**TASK TO CARRY OUT**
The listing below is the input. Say how many of its lines contain "center", giving the number alone.

● ● ● ●

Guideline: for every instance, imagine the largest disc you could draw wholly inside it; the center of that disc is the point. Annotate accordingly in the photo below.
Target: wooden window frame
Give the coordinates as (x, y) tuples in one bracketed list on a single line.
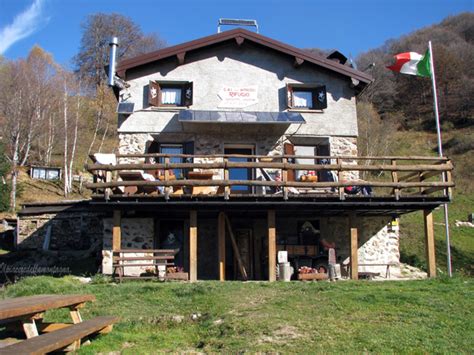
[(184, 86), (314, 89)]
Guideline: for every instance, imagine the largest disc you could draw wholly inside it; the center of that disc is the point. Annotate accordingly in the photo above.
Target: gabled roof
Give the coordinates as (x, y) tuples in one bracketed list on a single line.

● ● ● ●

**ANSWER BOX**
2